◆ TEXT SHOWN:
· · · ·

Last modified: January 24, 2026
This article is written in: 🇺🇸
Databases store and organize data so that applications and users can retrieve, manage, and manipulate information efficiently. The choice of database often depends on data structure requirements, scale, performance expectations, and the nature of the workload. Over the years, numerous types of databases have emerged, each suited to different use cases. This set of notes explores various database models, their architectures, strengths, and ideal deployment scenarios.
Relational databases organize data into structured tables (relations) consisting of rows (tuples) and columns (attributes). They rely on a rigid schema and support powerful querying via Structured Query Language (SQL).
1) Data is represented in two-dimensional tables.
2) Relationships between tables are defined through foreign keys.

· · · ·

◆ DATASET CONTENT:
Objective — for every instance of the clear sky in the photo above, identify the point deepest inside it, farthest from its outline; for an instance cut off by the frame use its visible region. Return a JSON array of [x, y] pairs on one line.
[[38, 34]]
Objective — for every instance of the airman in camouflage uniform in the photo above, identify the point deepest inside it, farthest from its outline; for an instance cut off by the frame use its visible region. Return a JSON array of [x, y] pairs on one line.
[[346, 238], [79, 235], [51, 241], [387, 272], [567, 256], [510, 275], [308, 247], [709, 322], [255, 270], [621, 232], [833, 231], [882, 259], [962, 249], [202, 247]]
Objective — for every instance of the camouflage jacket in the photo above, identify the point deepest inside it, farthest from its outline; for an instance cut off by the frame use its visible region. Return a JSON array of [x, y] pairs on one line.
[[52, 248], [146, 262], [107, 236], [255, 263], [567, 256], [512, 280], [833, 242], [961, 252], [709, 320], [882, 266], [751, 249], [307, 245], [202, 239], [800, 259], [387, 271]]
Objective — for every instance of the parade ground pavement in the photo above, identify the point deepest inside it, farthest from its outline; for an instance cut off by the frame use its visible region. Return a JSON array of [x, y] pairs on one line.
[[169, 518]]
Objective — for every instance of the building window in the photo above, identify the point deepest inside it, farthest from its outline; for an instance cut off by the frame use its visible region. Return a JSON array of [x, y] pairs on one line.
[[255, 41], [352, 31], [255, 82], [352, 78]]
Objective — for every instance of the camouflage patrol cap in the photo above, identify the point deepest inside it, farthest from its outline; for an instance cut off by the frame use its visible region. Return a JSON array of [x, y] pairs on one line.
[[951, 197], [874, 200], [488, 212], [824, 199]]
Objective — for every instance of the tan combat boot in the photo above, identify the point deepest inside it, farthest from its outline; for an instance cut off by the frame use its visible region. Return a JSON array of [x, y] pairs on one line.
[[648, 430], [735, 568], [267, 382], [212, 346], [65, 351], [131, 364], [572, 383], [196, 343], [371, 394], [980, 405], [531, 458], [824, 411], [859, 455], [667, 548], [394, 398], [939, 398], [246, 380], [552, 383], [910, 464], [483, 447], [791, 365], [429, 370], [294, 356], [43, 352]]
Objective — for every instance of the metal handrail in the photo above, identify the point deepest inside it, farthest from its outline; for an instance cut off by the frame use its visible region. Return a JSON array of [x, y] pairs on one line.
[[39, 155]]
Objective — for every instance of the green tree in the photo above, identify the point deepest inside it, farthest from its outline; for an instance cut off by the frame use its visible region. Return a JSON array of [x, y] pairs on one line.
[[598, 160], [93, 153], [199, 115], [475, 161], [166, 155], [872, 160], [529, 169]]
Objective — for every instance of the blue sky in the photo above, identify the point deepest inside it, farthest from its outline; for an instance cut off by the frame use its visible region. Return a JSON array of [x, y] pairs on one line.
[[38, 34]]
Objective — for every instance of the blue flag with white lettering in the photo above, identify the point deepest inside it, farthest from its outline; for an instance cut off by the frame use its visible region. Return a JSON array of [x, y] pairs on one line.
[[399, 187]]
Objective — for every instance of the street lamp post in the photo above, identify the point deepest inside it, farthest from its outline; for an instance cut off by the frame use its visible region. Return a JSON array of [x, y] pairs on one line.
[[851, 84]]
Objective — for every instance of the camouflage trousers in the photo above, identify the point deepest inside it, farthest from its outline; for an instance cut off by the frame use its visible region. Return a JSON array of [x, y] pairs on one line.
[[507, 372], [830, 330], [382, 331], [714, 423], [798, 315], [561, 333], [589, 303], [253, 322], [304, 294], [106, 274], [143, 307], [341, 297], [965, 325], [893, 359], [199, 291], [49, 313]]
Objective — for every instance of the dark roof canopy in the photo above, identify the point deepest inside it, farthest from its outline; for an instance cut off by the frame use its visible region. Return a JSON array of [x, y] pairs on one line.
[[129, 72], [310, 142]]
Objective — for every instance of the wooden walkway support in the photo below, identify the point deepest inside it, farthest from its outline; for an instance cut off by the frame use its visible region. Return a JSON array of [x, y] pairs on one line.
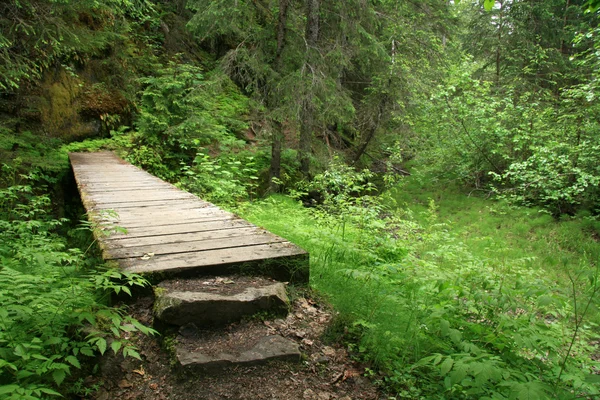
[[149, 226]]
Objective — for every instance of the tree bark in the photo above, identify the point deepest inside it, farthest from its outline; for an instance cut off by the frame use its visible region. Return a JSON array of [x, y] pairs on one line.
[[275, 170], [277, 135], [307, 108], [281, 31]]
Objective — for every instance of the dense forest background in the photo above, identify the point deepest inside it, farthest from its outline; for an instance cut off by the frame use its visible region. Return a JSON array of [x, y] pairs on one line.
[[439, 159]]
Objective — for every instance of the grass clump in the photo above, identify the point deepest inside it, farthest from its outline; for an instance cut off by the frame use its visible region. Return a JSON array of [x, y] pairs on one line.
[[443, 310]]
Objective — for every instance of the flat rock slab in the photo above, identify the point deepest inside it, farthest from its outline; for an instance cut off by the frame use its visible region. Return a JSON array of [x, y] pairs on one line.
[[246, 345], [148, 226], [217, 301]]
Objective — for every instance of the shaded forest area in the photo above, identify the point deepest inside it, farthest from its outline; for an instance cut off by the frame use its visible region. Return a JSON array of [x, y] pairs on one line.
[[440, 160]]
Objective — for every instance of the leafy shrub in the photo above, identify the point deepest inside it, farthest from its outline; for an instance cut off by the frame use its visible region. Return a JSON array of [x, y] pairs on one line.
[[181, 111], [51, 318], [438, 321], [225, 179]]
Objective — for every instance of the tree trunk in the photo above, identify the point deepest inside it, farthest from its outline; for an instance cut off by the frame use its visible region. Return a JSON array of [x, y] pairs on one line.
[[306, 125], [277, 135], [281, 31], [275, 170], [307, 108]]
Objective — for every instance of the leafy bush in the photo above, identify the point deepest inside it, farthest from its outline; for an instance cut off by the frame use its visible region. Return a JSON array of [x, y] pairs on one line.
[[438, 321], [51, 316], [182, 111], [225, 179]]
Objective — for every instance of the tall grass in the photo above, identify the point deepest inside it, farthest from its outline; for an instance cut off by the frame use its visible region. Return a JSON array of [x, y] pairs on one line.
[[451, 296]]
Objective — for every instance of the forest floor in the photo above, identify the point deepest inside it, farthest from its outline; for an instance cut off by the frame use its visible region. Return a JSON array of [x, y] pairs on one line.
[[327, 371]]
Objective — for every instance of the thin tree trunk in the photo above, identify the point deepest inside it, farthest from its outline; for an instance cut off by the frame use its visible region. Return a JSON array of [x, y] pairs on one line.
[[306, 125], [275, 170], [281, 30], [498, 52], [307, 108], [370, 134], [277, 135]]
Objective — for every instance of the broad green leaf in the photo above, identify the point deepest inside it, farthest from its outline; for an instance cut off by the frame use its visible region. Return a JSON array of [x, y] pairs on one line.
[[73, 361], [101, 344], [116, 346], [59, 376], [446, 366], [8, 388]]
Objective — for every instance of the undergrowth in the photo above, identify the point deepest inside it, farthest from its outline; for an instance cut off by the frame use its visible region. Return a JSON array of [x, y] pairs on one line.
[[55, 314], [436, 318]]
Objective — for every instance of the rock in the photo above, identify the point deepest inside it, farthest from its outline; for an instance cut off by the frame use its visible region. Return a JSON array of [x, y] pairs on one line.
[[268, 348], [202, 308]]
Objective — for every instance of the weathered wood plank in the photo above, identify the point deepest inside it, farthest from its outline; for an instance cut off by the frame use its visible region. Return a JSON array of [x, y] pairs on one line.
[[182, 233], [182, 237], [180, 262], [180, 228], [196, 246]]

· · · ·

◆ CHALLENGES:
(a) Answer these about the database notes:
(i) What does the choice of database often depend on?
(ii) What other names do the notes give for rows and columns in relational databases?
(iii) How are relationships between tables defined?
(b) What comes next in the database notes? Write the text that follows their final line.

◆ RESULTS BY TASK:
(a)
(i) Data structure requirements, scale, performance expectations, and the nature of the workload.
(ii) Rows are called tuples, and columns are called attributes.
(iii) Through foreign keys.

(b)
3) ACID (Atomicity, Consistency, Isolation, Durability) guarantees transactional integrity.
4) SQL queries enable complex joins, aggregations, and constraints.
Table: customers
+----+-----------------+-----------------+
| id | name | email |
+----+-----------------+-----------------+
| 1 | Alice Johnson | alice@example.com |
| 2 | Bob Smith | bob@example.com |
+----+-----------------+-----------------+
Table: orders
+----+------------+-------------+----------+
| id | order_date | customer_id | total |
+----+------------+-------------+----------+
| 1 | 2025-01-02 | 1 | 50.00 |
| 2 | 2025-01-03 | 2 | 75.00 |
+----+------------+-------------+----------+
1) Rigid schema enforces data consistency.
2) Powerful SQL ecosystem with decades of tooling and community support.
3) Transactions preserve data integrity and handle concurrent writes safely.
1) Horizontal scaling can be challenging, often requiring sharding or replicas.
2) Schema changes may be complex in agile environments.
3) Fixed schema might slow performance if data structures evolve frequently.
MySQL, PostgreSQL, Microsoft SQL Server, Oracle Database.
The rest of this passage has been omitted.